◆ To be done
Your task is to copy every record exactly.

Dataset records about object locations
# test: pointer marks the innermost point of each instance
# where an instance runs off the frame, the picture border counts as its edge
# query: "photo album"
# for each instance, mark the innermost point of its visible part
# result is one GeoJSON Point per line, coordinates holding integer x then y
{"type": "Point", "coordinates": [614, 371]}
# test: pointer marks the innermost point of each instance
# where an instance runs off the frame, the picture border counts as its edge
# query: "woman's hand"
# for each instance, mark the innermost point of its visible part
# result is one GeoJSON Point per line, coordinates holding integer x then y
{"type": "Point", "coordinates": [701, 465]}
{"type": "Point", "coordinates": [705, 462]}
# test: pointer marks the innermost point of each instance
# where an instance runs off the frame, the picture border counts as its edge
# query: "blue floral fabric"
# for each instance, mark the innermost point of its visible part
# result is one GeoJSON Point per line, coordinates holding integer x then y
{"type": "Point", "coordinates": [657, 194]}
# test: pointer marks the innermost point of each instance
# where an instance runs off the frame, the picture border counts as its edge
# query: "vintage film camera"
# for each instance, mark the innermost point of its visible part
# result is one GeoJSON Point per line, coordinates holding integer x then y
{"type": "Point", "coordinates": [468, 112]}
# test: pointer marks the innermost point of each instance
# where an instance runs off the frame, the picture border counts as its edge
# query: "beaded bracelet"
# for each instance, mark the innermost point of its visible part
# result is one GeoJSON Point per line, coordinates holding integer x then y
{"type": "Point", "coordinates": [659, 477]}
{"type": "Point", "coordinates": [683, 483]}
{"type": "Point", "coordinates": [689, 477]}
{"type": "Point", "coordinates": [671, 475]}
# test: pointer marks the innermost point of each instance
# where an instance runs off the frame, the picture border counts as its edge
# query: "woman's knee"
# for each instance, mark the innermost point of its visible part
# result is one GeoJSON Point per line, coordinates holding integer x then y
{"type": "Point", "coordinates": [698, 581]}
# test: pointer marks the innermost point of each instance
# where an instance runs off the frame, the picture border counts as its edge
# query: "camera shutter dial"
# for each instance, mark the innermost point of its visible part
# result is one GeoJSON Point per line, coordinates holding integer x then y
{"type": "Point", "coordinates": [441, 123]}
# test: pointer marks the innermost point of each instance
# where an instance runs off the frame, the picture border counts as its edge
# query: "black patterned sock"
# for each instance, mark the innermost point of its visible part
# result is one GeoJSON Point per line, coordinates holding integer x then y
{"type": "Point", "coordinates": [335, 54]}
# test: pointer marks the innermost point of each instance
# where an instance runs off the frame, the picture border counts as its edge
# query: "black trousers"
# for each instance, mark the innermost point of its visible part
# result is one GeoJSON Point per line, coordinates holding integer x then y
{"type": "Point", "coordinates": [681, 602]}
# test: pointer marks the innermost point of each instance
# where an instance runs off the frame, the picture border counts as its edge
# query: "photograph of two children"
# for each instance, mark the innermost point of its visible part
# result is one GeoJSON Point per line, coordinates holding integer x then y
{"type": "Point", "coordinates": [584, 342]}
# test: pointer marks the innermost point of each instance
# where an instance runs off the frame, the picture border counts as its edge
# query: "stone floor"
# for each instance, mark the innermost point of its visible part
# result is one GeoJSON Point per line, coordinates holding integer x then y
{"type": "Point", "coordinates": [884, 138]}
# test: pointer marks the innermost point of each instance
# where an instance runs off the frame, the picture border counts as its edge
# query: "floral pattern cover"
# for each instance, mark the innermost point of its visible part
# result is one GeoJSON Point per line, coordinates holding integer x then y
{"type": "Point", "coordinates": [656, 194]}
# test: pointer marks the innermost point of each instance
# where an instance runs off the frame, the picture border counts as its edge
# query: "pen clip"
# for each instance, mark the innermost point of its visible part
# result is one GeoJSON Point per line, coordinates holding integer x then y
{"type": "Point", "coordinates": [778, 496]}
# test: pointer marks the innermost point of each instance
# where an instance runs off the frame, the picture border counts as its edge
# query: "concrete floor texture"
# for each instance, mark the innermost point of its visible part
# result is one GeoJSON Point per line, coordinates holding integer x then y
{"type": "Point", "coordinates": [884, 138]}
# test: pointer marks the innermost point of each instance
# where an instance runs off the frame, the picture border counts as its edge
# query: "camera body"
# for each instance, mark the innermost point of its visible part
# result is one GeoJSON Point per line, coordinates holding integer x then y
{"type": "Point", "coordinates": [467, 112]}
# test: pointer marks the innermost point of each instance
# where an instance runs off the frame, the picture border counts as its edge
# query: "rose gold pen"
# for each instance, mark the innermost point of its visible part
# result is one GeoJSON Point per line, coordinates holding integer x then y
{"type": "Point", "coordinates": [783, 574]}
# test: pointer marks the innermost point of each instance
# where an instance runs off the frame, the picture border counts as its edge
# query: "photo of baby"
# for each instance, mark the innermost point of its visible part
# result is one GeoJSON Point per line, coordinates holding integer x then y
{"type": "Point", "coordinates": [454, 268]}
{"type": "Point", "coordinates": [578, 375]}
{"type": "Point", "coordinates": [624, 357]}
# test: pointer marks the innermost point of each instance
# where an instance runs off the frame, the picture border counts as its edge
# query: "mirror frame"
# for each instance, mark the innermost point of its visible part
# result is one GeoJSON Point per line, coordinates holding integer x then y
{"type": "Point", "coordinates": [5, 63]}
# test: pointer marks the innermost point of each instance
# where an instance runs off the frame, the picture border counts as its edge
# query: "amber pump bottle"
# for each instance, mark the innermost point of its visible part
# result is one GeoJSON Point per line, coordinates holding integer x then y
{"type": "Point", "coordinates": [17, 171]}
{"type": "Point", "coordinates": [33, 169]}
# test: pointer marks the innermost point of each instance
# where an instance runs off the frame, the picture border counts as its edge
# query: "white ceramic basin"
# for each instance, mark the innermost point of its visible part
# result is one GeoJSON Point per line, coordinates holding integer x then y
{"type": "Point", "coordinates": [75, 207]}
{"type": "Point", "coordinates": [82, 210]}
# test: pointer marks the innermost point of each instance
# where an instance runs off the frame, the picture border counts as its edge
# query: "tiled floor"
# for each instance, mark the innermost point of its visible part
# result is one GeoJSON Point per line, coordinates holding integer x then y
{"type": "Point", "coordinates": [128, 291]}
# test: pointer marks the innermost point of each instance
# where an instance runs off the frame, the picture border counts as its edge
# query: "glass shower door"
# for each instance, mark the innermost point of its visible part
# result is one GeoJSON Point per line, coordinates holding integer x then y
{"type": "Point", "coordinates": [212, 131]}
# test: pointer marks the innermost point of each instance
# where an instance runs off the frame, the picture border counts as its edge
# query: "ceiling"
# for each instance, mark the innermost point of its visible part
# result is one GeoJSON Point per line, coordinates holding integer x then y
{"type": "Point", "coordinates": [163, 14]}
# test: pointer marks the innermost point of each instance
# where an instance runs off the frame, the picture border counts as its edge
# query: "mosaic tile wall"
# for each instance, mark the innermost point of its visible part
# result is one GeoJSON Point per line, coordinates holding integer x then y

◆ Correct answer
# test: pointer marks the innermost point of each instance
# where an instance runs off the frame, the picture border counts as its edge
# query: "photo album"
# for each instance, mark the innermost point of its visible part
# result is one GeoJSON Point per line, coordinates holding integer x then y
{"type": "Point", "coordinates": [614, 371]}
# test: pointer marks the innermost point of each instance
# where an instance runs off the frame, the picture border counts as its edge
# query: "woman's hand"
# for each instance, mark the innermost point of its visible part
# result is one GeoJSON Point per line, coordinates holding integer x then y
{"type": "Point", "coordinates": [701, 465]}
{"type": "Point", "coordinates": [705, 462]}
# test: pointer marks the innermost point of each instance
# where an instance runs off the frame, the picture border counts as its edge
# query: "blue floral fabric"
# for each instance, mark the innermost point of its visible part
# result is one GeoJSON Point per line, coordinates holding integer x then y
{"type": "Point", "coordinates": [657, 194]}
# test: pointer marks the innermost point of each instance
# where an instance runs off the frame, the picture border counts as its edge
# query: "vintage film camera"
# for each instance, mark the innermost point of its visible part
# result is one GeoJSON Point per line, coordinates holding integer x then y
{"type": "Point", "coordinates": [468, 112]}
# test: pointer marks the innermost point of each instance
# where an instance runs off the frame, the picture border counts as its edge
# query: "beaded bracelet"
# for each instance, mark the innermost point of its visible part
# result is one GeoJSON Point per line, coordinates holding integer x then y
{"type": "Point", "coordinates": [659, 477]}
{"type": "Point", "coordinates": [683, 483]}
{"type": "Point", "coordinates": [689, 477]}
{"type": "Point", "coordinates": [671, 475]}
# test: pointer marks the innermost point of each instance
# where an instance runs off the frame, the picture border counts as its edge
# query: "woman's knee"
# for each instance, mark the innermost point of its visible part
# result is one GeoJSON Point per line, coordinates holding integer x then y
{"type": "Point", "coordinates": [698, 581]}
# test: pointer marks the innermost point of each instance
# where an instance runs off the frame, the picture border counts as its edge
# query: "camera shutter dial"
# for each instance, mark the innermost point of its visible part
# result is one GeoJSON Point per line, coordinates holding integer x then y
{"type": "Point", "coordinates": [441, 123]}
# test: pointer marks the innermost point of each instance
# where an instance runs off the frame, the picture border counts as its edge
# query: "black patterned sock"
# for each instance, mark the innermost point of its visible part
# result is one GeoJSON Point per line, coordinates holding integer x then y
{"type": "Point", "coordinates": [335, 54]}
# test: pointer marks the innermost point of each instance
# where an instance runs off the frame, the picture border counts as its edge
# query: "black trousers"
# for each instance, mark the innermost point of its visible part
# result is one GeoJSON Point per line, coordinates holding integer x then y
{"type": "Point", "coordinates": [681, 602]}
# test: pointer marks the innermost point of each instance
# where an instance runs off the frame, the picture border counts as its edge
# query: "photograph of two children"
# for each instance, mark the innermost point of its visible part
# result is one GeoJSON Point per line, coordinates holding integer x then y
{"type": "Point", "coordinates": [584, 342]}
# test: pointer marks the innermost point of each instance
# where an instance runs off the frame, the picture border counts as its edge
# query: "stone floor"
# for each instance, mark the innermost point of its visible part
# result is one GeoJSON Point per line, coordinates holding integer x then y
{"type": "Point", "coordinates": [884, 138]}
# test: pointer marks the innermost point of each instance
# where an instance runs off the frame, the picture border counts as its edge
# query: "floral pattern cover"
# for each instance, mark the innermost point of its visible part
# result is one GeoJSON Point per line, coordinates holding integer x then y
{"type": "Point", "coordinates": [656, 194]}
# test: pointer marks the innermost point of each instance
# where an instance runs off the frame, the picture border counts as its edge
# query: "pen clip"
# for each instance, mark the innermost point of its visible part
# result is one GeoJSON Point per line, coordinates holding integer x then y
{"type": "Point", "coordinates": [778, 496]}
# test: pointer marks the innermost point of each instance
# where an instance runs off the frame, the picture border counts as its edge
# query: "concrete floor texture"
# for each instance, mark the innermost point of its visible part
# result is one GeoJSON Point per line, coordinates holding integer x then y
{"type": "Point", "coordinates": [884, 138]}
# test: pointer marks the innermost point of each instance
# where an instance runs off the frame, the picture border counts as its edge
# query: "camera body"
# for each instance, mark the innermost point of its visible part
# result is one GeoJSON Point per line, coordinates holding integer x then y
{"type": "Point", "coordinates": [467, 112]}
# test: pointer marks the innermost point of each instance
# where an instance runs off the frame, the picture border counts as its edge
# query: "rose gold pen"
# for each instance, mark the innermost point of its visible part
# result is one GeoJSON Point per line, coordinates holding integer x then y
{"type": "Point", "coordinates": [783, 574]}
# test: pointer marks the innermost point of each instance
# where an instance runs off the frame, the picture border counts as its edge
# query: "photo of baby"
# for each instance, mark the innermost point of its visible part
# result is one GeoJSON Point per line, coordinates holding integer x then y
{"type": "Point", "coordinates": [454, 268]}
{"type": "Point", "coordinates": [578, 375]}
{"type": "Point", "coordinates": [624, 357]}
# test: pointer marks the innermost point of each instance
# where an instance runs off the frame, the picture border counts as its edge
# query: "mirror frame"
# for each instance, mark the innermost point of its visible part
# result is one GeoJSON Point per line, coordinates holding integer x then y
{"type": "Point", "coordinates": [5, 63]}
# test: pointer marks the innermost point of each instance
# where an instance runs off the frame, the picture border counts as its edge
# query: "amber pump bottle"
# for each instance, mark the innermost point of its visible part
# result is one GeoJSON Point per line, coordinates holding integer x then y
{"type": "Point", "coordinates": [17, 171]}
{"type": "Point", "coordinates": [33, 169]}
# test: pointer marks the innermost point of each instance
# where an instance runs off the frame, the picture border counts as its edge
# query: "white ceramic basin"
# for each instance, mark the innermost point of its visible part
# result is one GeoJSON Point per line, coordinates holding integer x then y
{"type": "Point", "coordinates": [75, 207]}
{"type": "Point", "coordinates": [82, 210]}
# test: pointer marks the innermost point of each instance
# where an instance runs off the frame, the picture border counts as its edge
# query: "tiled floor"
# for each instance, mark the innermost point of its visible part
# result is one GeoJSON Point per line, coordinates holding integer x then y
{"type": "Point", "coordinates": [128, 291]}
# test: pointer marks the innermost point of each instance
# where an instance runs off the frame, the picture border counts as its edge
# query: "glass shower door"
# for each instance, mark the innermost point of its visible part
# result is one GeoJSON Point per line, coordinates holding integer x then y
{"type": "Point", "coordinates": [212, 131]}
# test: pointer marks the innermost point of each instance
# where an instance runs off the frame, the picture border counts as its edge
# query: "ceiling"
# for each instance, mark the innermost point of its visible part
# result is one GeoJSON Point per line, coordinates holding integer x then y
{"type": "Point", "coordinates": [163, 14]}
# test: pointer marks the innermost point of each instance
# where an instance runs off the frame, the picture border counts as its edge
# query: "mosaic tile wall"
# for each instance, mark the innermost point of its visible part
# result is one GeoJSON Point per line, coordinates holding integer x then y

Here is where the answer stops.